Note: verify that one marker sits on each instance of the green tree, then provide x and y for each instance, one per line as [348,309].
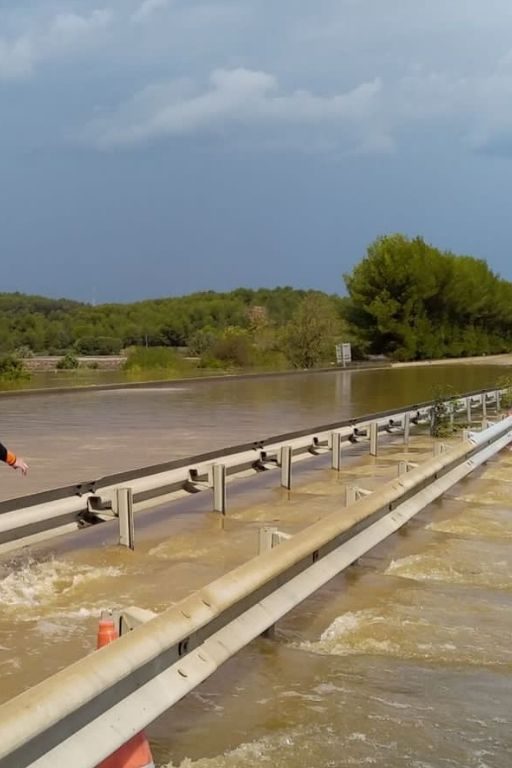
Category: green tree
[310,336]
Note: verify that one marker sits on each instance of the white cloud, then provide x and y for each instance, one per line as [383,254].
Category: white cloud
[19,55]
[238,99]
[147,8]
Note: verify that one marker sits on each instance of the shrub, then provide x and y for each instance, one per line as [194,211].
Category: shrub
[12,369]
[68,362]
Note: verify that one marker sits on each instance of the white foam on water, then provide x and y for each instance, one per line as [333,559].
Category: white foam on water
[302,747]
[428,566]
[36,584]
[439,634]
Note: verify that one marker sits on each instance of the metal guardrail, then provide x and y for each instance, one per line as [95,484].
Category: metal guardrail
[84,713]
[98,500]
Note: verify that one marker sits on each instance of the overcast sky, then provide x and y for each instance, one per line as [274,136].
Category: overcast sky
[157,147]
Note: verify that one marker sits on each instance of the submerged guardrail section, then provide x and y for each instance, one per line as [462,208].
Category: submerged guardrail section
[75,506]
[84,713]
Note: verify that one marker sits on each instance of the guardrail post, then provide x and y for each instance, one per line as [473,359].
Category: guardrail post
[266,536]
[451,410]
[286,466]
[374,438]
[407,427]
[350,495]
[336,450]
[124,504]
[468,408]
[219,488]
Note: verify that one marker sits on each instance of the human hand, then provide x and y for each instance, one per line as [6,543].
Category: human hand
[21,465]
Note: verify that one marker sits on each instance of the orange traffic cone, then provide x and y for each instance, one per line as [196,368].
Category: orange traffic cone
[136,753]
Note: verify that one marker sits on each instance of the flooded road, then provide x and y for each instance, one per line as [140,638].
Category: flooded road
[69,438]
[403,660]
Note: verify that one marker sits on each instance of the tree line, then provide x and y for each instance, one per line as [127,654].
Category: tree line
[411,301]
[262,328]
[405,300]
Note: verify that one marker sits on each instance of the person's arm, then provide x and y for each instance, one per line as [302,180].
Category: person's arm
[12,460]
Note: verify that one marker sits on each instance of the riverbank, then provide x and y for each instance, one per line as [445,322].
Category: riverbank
[72,381]
[504,359]
[53,385]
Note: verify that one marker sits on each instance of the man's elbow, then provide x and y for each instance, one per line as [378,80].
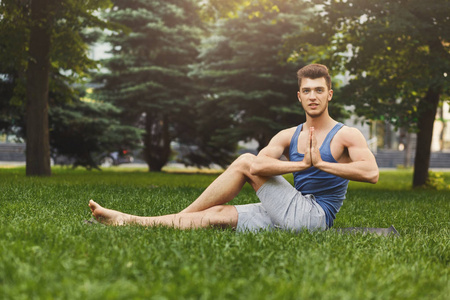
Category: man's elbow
[255,169]
[373,177]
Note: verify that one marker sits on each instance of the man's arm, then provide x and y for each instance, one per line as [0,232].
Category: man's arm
[268,162]
[362,165]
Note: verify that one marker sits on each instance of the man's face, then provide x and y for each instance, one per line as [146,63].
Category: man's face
[314,96]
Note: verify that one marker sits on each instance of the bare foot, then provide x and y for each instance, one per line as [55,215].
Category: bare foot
[108,216]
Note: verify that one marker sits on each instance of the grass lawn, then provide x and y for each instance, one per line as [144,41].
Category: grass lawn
[47,252]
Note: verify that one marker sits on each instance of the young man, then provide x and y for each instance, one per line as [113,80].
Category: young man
[322,153]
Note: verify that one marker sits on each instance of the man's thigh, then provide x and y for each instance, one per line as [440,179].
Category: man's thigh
[288,208]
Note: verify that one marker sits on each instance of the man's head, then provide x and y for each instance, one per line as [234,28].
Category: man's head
[314,71]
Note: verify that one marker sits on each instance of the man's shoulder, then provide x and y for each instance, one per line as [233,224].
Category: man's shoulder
[349,134]
[284,136]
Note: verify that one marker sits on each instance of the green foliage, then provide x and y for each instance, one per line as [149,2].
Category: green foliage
[436,181]
[394,51]
[85,131]
[46,251]
[249,82]
[148,73]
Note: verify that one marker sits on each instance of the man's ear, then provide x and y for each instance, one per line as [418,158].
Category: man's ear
[330,95]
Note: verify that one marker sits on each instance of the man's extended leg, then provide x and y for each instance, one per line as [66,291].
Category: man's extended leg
[222,215]
[228,185]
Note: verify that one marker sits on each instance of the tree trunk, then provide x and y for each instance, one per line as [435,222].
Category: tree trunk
[38,148]
[156,141]
[427,109]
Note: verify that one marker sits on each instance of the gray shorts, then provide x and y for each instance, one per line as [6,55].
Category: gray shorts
[283,207]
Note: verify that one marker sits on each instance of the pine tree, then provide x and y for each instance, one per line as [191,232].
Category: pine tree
[252,86]
[148,73]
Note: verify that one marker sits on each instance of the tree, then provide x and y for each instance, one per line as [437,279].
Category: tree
[398,54]
[148,73]
[38,63]
[86,130]
[251,85]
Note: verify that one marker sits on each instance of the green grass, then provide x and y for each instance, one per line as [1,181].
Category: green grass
[47,252]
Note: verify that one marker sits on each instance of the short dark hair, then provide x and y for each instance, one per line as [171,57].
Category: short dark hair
[314,71]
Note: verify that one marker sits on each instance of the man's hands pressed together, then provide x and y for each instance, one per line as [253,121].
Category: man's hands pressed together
[312,153]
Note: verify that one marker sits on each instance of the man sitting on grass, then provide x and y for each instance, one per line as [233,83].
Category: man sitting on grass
[322,153]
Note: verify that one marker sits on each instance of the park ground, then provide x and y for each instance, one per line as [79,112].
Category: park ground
[47,251]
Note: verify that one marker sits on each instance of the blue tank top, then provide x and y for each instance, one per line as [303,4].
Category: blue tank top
[329,190]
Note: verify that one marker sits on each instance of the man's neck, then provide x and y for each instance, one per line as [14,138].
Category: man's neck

━━━

• **WORK INSTRUCTIONS**
Put every line of the items above into a numbered list, skipping any blank lines and leaving the pictures out.

• **THE RESPONSE**
1. Note: verify that one marker sits on each instance of the green tree, then provide x and y for each instance, one per line as [348,309].
2. Category: green tree
3. [310,336]
4. Note: verify that one marker sits on each instance of the white cloud, then provide x and y for each instance, one per line as [383,254].
5. Category: white cloud
6. [19,55]
7. [238,99]
8. [147,8]
9. Note: verify that one marker sits on each instance of the shrub, then provide x and y for each instance, one per line as [194,211].
10. Category: shrub
11. [12,369]
12. [68,362]
13. Note: verify that one marker sits on each instance of the white foam on water, then provide x and y for each instance, one per line as [333,559].
14. Category: white foam on water
15. [302,747]
16. [428,566]
17. [36,584]
18. [439,634]
19. Note: verify that one marker sits on each instance of the metal guardrail, then provide x and y for each instance, one per line as [95,484].
20. Category: metal guardrail
21. [84,713]
22. [98,500]
23. Note: verify that one marker sits on each instance of the overcast sky, then provide x and y for each instance, one per line as [274,136].
24. Category: overcast sky
25. [157,147]
26. Note: verify that one marker sits on each instance of the submerged guardrail section, then provide x and y for each instance, one per line as [462,208].
27. Category: submerged guardrail section
28. [75,506]
29. [84,713]
30. Note: verify that one marker sits on each instance of the guardrail post, then provide x and y for each instance, one per line as [473,359].
31. Category: guardrail post
32. [266,536]
33. [451,410]
34. [286,466]
35. [374,438]
36. [407,427]
37. [350,495]
38. [336,450]
39. [124,504]
40. [468,408]
41. [219,488]
42. Note: verify that one marker sits on each instance of the human hand, then provide x and y for each instance, one per line as [6,543].
43. Category: human hand
44. [21,465]
45. Note: verify that one marker sits on each instance of the orange traffic cone, then provide x and y for each instance, one per line as [196,368].
46. Category: orange traffic cone
47. [136,753]
48. Note: verify that one marker sits on each instance of the flooded road, then provide x and y for each instance, one per line as [140,638].
49. Category: flooded road
50. [69,438]
51. [403,660]
52. Note: verify that one marker sits on each instance of the tree line, then provide x and y for each instance, one per line as [127,654].
53. Category: tree line
54. [411,301]
55. [262,328]
56. [405,300]
57. Note: verify that one marker sits on each instance of the person's arm, then provide x and y for each instance, one per line as [302,180].
58. Category: person's arm
59. [12,460]
60. Note: verify that one marker sits on each instance of the riverbank, then provide x and y for each instance, one per line as [445,322].
61. Category: riverbank
62. [72,381]
63. [504,359]
64. [53,385]
65. Note: verify that one marker sits on each instance of the man's elbow, then provide x and y for each instance, one per line as [378,80].
66. Category: man's elbow
67. [255,169]
68. [373,177]
69. Note: verify that one marker sits on each instance of the man's arm, then provide x and y for each instance, one per line as [0,232].
70. Category: man's arm
71. [268,162]
72. [362,165]
73. Note: verify that one marker sits on each instance of the man's face, then provide x and y for each instance, one per line as [146,63].
74. Category: man's face
75. [314,96]
76. Note: verify that one marker sits on each instance of the bare foot, then provide x and y for each instance, one per line as [55,215].
77. Category: bare foot
78. [108,216]
79. Note: verify that one marker sits on each instance of the grass lawn, then provide x and y for each instance, one per line as [144,41].
80. Category: grass lawn
81. [47,252]
82. Note: verify that one marker sits on each instance of the young man, then provide x and y for each instance, one per line as [113,80].
83. Category: young man
84. [322,153]
85. Note: verify that one marker sits on each instance of the man's thigh, then provide x and y for each instance, one per line as [440,179].
86. Category: man's thigh
87. [288,208]
88. Note: verify that one marker sits on each instance of the man's head, then provide x and y for each instance, one per line as [234,28].
89. Category: man's head
90. [314,71]
91. Note: verify that one marker sits on each instance of the man's shoulder, then provide x and y for each instance, one per line as [233,224].
92. Category: man's shoulder
93. [349,134]
94. [284,136]
95. Note: verify that one marker sits on each instance of the green foliage, then provide x and y for each instance, one per line as [149,2].
96. Category: green foliage
97. [436,181]
98. [394,51]
99. [85,131]
100. [46,251]
101. [249,82]
102. [148,73]
103. Note: verify that one marker sits on each instance of the man's ear, then provide x and y for each instance, one per line as [418,158].
104. Category: man's ear
105. [330,95]
106. Note: verify that one marker sits on each instance of the man's extended leg, then provide x and y for each instance, one per line as [66,291].
107. Category: man's extended leg
108. [222,215]
109. [228,185]
110. Note: verify that one marker sits on each instance of the tree trunk, then provide x and y for each instance, one per line as [435,222].
111. Category: tree trunk
112. [38,148]
113. [156,141]
114. [427,109]
115. Note: verify that one marker sits on each instance of the gray shorts, then provide x and y for each instance, one per line as [6,55].
116. Category: gray shorts
117. [283,207]
118. Note: verify that one marker sits on each instance of the pine tree, then provide x and y for each instance, one per line as [191,232].
119. Category: pine tree
120. [252,86]
121. [148,73]
122. Note: verify that one marker sits on each instance of the tree, then provide x and y for each instance, one per line as [437,279].
123. Category: tree
124. [398,54]
125. [148,73]
126. [38,63]
127. [86,130]
128. [251,85]
129. Note: verify that one marker sits on each instance of the green grass, then provide x and y for each instance, one per line as [1,181].
130. Category: green grass
131. [47,252]
132. Note: verify that one marker sits on each instance of the short dark hair, then provide x and y for each instance, one per line as [171,57].
133. Category: short dark hair
134. [314,71]
135. Note: verify that one marker sits on each instance of the man's hands pressed together, then provide x and y for each instance, one per line as [253,121].
136. Category: man's hands pressed together
137. [312,153]
138. Note: verify that one marker sits on each instance of the man sitting on grass, then provide x and y for each instance, one per line as [233,83].
139. Category: man sitting on grass
140. [322,153]
141. Note: verify that one marker sits on each instance of the park ground, then provide x and y for each instance, one per line as [79,112].
142. Category: park ground
143. [47,251]
144. Note: verify that one marker sits on each instance of the blue tank top, then provide x and y for each instance, one per line as [303,4].
145. Category: blue tank top
146. [329,190]
147. Note: verify that one marker sits on each instance of the man's neck, then provide x and y for each instance, one per line as [14,138].
148. Category: man's neck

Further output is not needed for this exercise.